### The exercise
Recast the entries below as a Markdown table with the columns "No." and "Entry," one row per line, numbered in order, leaving out blank lines and pictures.

### Raw records
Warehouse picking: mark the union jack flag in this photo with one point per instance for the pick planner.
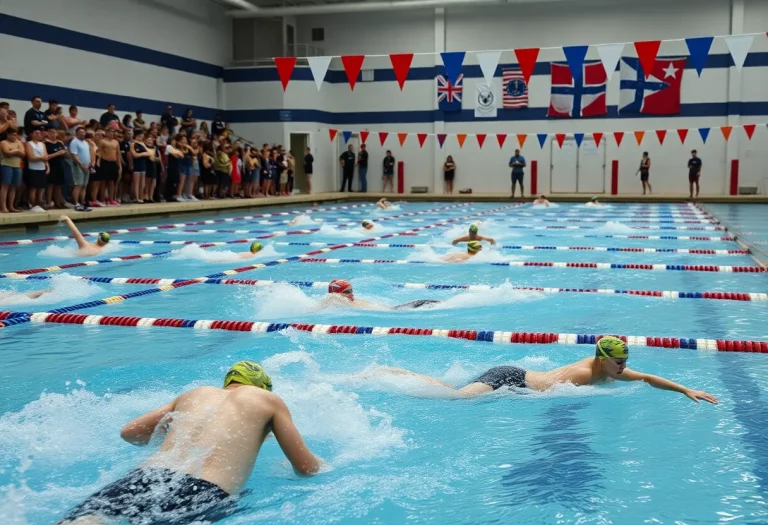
(449, 95)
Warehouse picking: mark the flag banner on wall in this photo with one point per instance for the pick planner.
(485, 101)
(449, 95)
(515, 89)
(584, 97)
(659, 94)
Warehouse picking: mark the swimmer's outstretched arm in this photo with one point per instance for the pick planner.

### Written reply
| No. | Entry |
|---|---|
| 1 | Warehouse picking: mark the union jack flag in this photo with one point per instance for the pick planner. |
| 2 | (449, 95) |
| 3 | Warehouse picking: mark the flag banner on wall in this photo with one point per instance for the pick planner. |
| 4 | (485, 101) |
| 5 | (449, 95) |
| 6 | (515, 89) |
| 7 | (584, 97) |
| 8 | (659, 94) |
| 9 | Warehouse picking: mark the swimmer's outstretched arm in this photo with one point per instance for the pick planner. |